THE PROBLEM:
Put the lines of the records from the one containing "Could you indicate which part of this picture the green grass" up to and including the one containing "[0,0,1100,825]" into a Markdown table. Use a column named Row for the row number and a column named Text for the line, and leave out blank lines.
— Begin —
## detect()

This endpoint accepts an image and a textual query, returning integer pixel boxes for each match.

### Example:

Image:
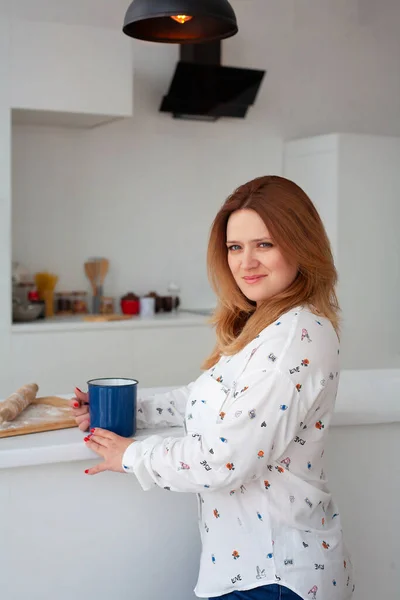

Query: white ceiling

[0,0,400,138]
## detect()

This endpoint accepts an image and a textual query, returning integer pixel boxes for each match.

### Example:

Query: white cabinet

[10,315,215,398]
[10,21,133,127]
[284,134,400,369]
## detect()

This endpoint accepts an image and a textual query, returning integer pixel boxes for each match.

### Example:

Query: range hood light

[122,0,238,44]
[171,15,193,25]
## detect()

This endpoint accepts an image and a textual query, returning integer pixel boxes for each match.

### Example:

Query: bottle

[167,281,181,311]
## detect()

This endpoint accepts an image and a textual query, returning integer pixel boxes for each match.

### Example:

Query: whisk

[85,258,109,314]
[35,271,58,317]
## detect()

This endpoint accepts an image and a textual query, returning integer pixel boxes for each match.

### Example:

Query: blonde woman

[73,176,353,600]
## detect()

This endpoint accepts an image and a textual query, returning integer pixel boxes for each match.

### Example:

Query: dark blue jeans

[209,583,301,600]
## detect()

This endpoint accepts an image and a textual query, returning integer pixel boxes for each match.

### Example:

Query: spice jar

[55,292,72,315]
[71,292,89,315]
[100,296,114,315]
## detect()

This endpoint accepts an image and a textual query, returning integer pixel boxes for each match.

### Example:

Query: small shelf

[11,312,208,335]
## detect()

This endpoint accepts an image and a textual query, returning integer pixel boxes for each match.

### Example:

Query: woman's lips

[243,275,266,283]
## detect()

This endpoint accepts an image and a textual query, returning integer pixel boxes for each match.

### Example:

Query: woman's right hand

[69,388,90,431]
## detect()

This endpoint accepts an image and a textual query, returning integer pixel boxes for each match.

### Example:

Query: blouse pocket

[186,372,230,433]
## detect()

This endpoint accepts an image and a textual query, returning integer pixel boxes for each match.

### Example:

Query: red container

[121,299,140,315]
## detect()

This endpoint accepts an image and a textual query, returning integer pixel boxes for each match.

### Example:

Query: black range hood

[160,41,266,121]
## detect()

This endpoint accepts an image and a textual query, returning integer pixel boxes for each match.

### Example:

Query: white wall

[0,424,400,600]
[12,99,282,307]
[0,15,11,381]
[338,135,400,369]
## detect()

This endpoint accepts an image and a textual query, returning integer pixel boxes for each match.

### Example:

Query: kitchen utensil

[85,258,109,314]
[0,383,39,424]
[88,378,138,437]
[0,396,77,438]
[35,271,58,317]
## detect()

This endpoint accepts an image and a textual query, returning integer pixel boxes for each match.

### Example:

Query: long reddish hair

[203,175,340,369]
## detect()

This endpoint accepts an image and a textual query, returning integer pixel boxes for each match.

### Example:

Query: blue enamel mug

[87,377,138,437]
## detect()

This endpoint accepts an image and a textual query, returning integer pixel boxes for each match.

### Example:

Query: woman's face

[226,209,298,304]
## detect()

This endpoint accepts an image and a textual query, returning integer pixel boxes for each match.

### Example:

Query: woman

[74,176,353,600]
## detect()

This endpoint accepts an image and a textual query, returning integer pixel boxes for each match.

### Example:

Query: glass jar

[55,292,72,316]
[100,296,114,315]
[71,292,89,315]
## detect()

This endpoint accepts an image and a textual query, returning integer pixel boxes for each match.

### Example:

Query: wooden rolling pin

[0,383,39,424]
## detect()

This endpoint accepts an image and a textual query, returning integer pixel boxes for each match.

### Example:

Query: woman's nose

[242,250,258,269]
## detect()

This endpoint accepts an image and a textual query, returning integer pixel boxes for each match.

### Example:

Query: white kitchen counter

[11,311,209,335]
[0,369,400,469]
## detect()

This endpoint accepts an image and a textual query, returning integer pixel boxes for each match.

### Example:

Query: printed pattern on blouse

[123,307,354,600]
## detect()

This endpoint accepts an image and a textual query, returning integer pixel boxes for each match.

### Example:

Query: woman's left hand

[84,428,134,475]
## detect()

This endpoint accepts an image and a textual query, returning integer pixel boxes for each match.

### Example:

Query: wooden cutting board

[0,396,77,438]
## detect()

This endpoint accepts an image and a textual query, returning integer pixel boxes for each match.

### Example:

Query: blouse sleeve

[136,382,194,429]
[123,368,307,492]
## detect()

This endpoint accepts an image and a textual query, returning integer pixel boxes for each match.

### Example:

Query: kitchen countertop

[0,369,400,469]
[11,310,209,335]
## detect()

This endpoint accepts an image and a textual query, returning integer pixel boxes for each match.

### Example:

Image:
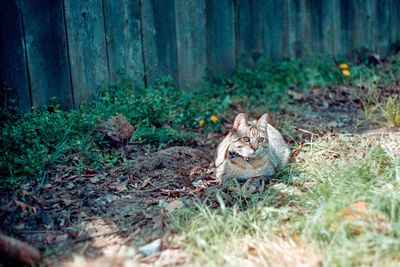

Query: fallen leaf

[342,201,391,235]
[61,198,73,207]
[109,184,128,192]
[139,239,161,257]
[165,199,183,211]
[89,175,100,184]
[139,178,151,189]
[14,199,37,214]
[286,89,304,100]
[15,222,25,230]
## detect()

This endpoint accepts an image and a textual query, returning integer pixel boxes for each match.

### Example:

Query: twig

[73,230,128,244]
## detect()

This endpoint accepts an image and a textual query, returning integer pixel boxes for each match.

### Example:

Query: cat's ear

[257,113,270,129]
[233,113,248,130]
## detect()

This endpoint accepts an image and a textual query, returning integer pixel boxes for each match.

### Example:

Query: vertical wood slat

[64,0,109,105]
[288,0,319,59]
[206,0,236,79]
[175,0,207,88]
[140,0,178,85]
[372,0,390,54]
[236,0,266,67]
[0,0,31,111]
[310,0,335,56]
[335,0,355,56]
[22,0,73,108]
[104,0,144,86]
[264,0,289,60]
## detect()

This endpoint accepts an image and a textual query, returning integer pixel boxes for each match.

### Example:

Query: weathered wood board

[64,0,109,106]
[0,0,31,111]
[206,0,236,79]
[21,0,74,108]
[175,0,207,89]
[141,0,178,85]
[236,0,266,67]
[104,0,144,86]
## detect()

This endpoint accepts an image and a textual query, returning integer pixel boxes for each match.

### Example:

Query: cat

[215,113,290,188]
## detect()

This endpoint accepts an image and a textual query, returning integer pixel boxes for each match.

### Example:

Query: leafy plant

[381,96,400,127]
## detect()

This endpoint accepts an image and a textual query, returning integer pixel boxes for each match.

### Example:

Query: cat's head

[230,113,269,158]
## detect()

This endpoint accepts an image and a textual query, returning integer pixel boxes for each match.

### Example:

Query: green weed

[381,96,400,127]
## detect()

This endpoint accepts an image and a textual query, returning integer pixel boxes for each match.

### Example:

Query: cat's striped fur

[215,113,290,184]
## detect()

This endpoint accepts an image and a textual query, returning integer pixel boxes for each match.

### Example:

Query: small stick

[74,230,128,244]
[0,233,40,265]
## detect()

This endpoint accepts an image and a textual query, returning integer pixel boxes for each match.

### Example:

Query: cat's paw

[242,176,265,194]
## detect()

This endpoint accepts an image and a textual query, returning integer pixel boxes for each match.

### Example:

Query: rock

[139,239,161,257]
[96,115,135,143]
[165,199,183,211]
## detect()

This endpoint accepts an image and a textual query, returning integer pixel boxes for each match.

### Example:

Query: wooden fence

[0,0,400,110]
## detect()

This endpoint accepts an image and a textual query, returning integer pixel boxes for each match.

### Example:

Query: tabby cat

[215,113,290,185]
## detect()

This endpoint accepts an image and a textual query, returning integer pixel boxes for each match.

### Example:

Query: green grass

[381,96,400,127]
[171,135,400,266]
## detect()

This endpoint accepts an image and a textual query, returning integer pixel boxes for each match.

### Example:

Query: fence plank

[104,0,144,85]
[206,0,236,78]
[288,0,315,58]
[22,0,73,108]
[390,0,400,45]
[64,0,109,105]
[0,0,31,111]
[237,0,267,67]
[264,0,289,60]
[175,0,207,88]
[372,0,390,54]
[311,0,334,56]
[141,0,178,85]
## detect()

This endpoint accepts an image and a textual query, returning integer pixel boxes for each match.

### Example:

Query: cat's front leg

[242,176,265,194]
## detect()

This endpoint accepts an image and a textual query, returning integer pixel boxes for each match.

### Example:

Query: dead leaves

[14,199,37,214]
[342,201,391,235]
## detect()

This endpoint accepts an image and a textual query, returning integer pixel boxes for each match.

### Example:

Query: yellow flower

[210,115,218,123]
[199,119,206,128]
[342,70,350,77]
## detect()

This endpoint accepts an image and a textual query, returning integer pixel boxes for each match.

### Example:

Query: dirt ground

[0,85,399,266]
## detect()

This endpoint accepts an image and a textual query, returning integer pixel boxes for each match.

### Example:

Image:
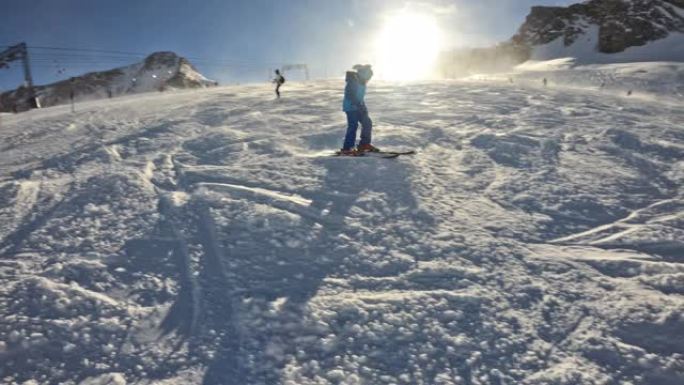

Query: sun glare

[376,12,442,80]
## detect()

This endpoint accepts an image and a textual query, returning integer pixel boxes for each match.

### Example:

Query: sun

[376,11,442,80]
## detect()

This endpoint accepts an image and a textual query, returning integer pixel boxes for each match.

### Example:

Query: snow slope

[467,57,684,101]
[0,81,684,385]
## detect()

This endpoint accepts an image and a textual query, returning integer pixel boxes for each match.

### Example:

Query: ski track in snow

[0,81,684,385]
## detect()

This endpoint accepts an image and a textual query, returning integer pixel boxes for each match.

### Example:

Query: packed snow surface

[0,80,684,385]
[467,57,684,101]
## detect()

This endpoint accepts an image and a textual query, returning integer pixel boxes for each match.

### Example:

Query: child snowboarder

[273,70,285,99]
[340,64,380,156]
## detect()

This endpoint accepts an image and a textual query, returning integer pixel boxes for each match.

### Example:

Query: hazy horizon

[0,0,576,90]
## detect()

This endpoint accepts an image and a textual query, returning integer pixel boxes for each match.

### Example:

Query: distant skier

[273,70,285,99]
[340,64,380,156]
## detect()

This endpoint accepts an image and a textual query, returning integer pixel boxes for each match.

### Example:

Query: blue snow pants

[342,111,373,150]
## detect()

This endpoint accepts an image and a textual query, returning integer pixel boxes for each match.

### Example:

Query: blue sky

[0,0,576,90]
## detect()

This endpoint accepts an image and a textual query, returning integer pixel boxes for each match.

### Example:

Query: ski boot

[356,143,380,153]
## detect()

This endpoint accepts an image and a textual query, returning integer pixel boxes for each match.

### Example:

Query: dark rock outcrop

[0,52,216,112]
[511,0,684,53]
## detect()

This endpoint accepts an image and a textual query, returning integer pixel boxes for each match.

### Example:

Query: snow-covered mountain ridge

[0,52,216,112]
[0,81,684,385]
[511,0,684,61]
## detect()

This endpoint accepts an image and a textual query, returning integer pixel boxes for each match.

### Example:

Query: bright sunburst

[376,12,442,80]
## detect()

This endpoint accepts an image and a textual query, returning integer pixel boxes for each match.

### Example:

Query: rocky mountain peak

[512,0,684,53]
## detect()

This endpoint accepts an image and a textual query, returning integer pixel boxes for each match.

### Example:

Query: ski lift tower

[282,64,309,80]
[0,43,38,108]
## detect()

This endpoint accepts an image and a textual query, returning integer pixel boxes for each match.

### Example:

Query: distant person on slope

[273,70,285,99]
[340,64,380,156]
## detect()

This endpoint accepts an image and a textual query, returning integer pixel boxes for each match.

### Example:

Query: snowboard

[332,150,416,159]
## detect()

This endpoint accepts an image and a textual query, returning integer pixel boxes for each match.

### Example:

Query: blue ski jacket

[342,71,366,112]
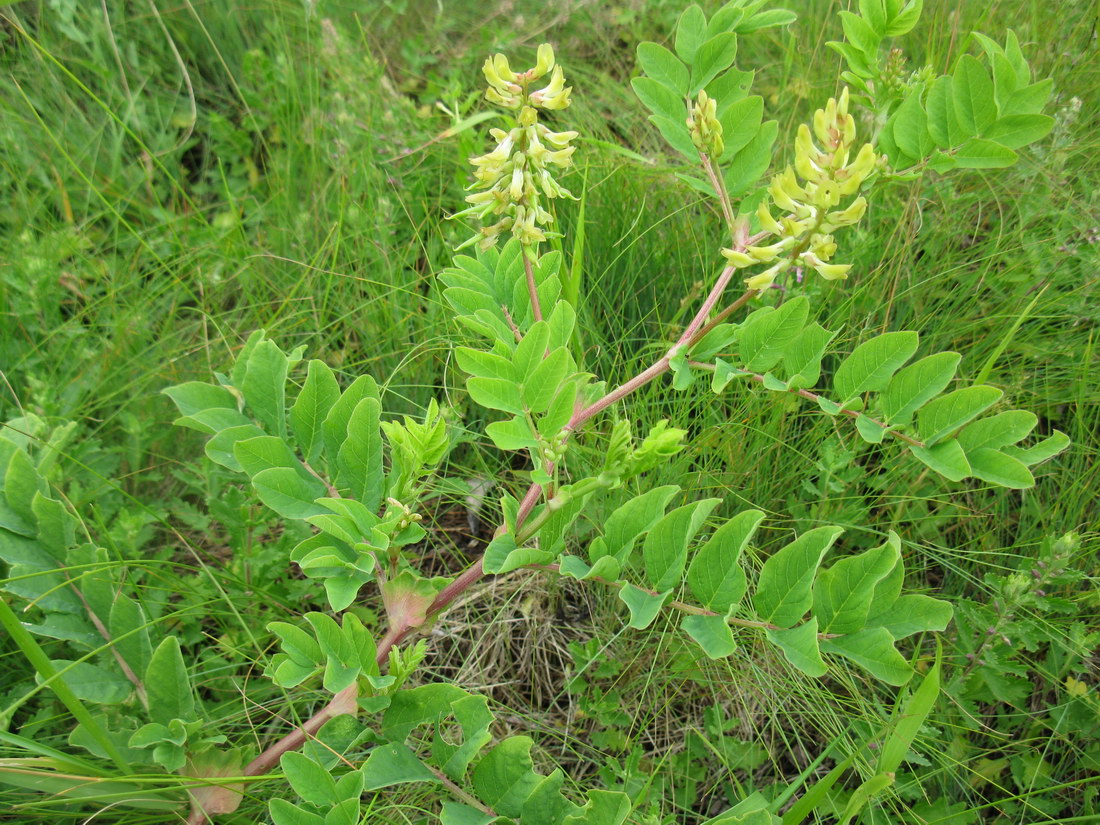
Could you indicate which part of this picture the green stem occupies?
[0,598,133,776]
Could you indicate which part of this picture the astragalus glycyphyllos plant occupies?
[0,0,1067,825]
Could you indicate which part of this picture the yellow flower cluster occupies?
[688,89,726,160]
[452,43,576,249]
[722,89,878,289]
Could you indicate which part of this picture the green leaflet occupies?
[833,331,920,404]
[470,736,541,816]
[642,498,721,591]
[916,385,1003,447]
[752,527,844,628]
[142,636,195,725]
[767,616,825,678]
[821,627,913,685]
[290,359,340,463]
[879,352,963,426]
[680,616,737,659]
[688,510,763,614]
[813,532,901,634]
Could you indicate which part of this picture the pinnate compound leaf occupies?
[470,736,542,816]
[252,468,328,518]
[910,439,970,482]
[290,359,340,462]
[916,385,1003,446]
[752,527,844,628]
[739,295,810,372]
[967,447,1035,490]
[954,138,1016,169]
[675,4,706,65]
[767,616,825,679]
[813,532,901,634]
[833,331,920,402]
[821,627,913,686]
[161,381,238,416]
[642,498,721,591]
[688,510,763,614]
[241,339,290,436]
[143,636,195,725]
[689,32,737,96]
[638,42,691,96]
[952,54,997,138]
[879,352,963,427]
[360,741,440,791]
[618,583,672,630]
[681,616,737,659]
[870,593,954,639]
[337,398,385,512]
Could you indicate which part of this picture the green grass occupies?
[0,0,1100,825]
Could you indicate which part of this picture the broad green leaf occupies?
[470,736,542,816]
[821,627,913,685]
[630,77,688,121]
[680,616,737,659]
[35,659,133,705]
[916,385,1003,446]
[924,76,953,149]
[466,378,524,415]
[966,447,1035,490]
[290,359,340,463]
[618,583,672,630]
[523,347,572,413]
[232,428,306,479]
[649,114,699,163]
[321,375,378,475]
[161,381,238,416]
[767,616,825,679]
[241,339,289,436]
[1002,430,1069,466]
[954,138,1016,169]
[981,114,1054,149]
[959,409,1038,453]
[952,54,997,138]
[485,416,539,450]
[688,510,763,614]
[675,4,706,65]
[267,800,325,825]
[833,331,920,403]
[142,636,195,725]
[910,439,970,482]
[252,468,326,518]
[723,120,779,197]
[382,682,471,741]
[752,527,844,628]
[589,484,680,565]
[718,95,771,163]
[337,398,385,513]
[879,352,963,427]
[783,321,836,389]
[739,295,810,373]
[638,42,691,96]
[356,741,440,801]
[204,424,265,473]
[871,593,954,639]
[641,498,721,591]
[689,32,737,97]
[279,750,340,807]
[813,532,901,634]
[878,651,939,773]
— End —
RESPONSE BELOW:
| Row | Text |
|---|---|
| 1 | Could you indicate which part of this picture the green grass occupies? |
| 2 | [0,0,1100,825] |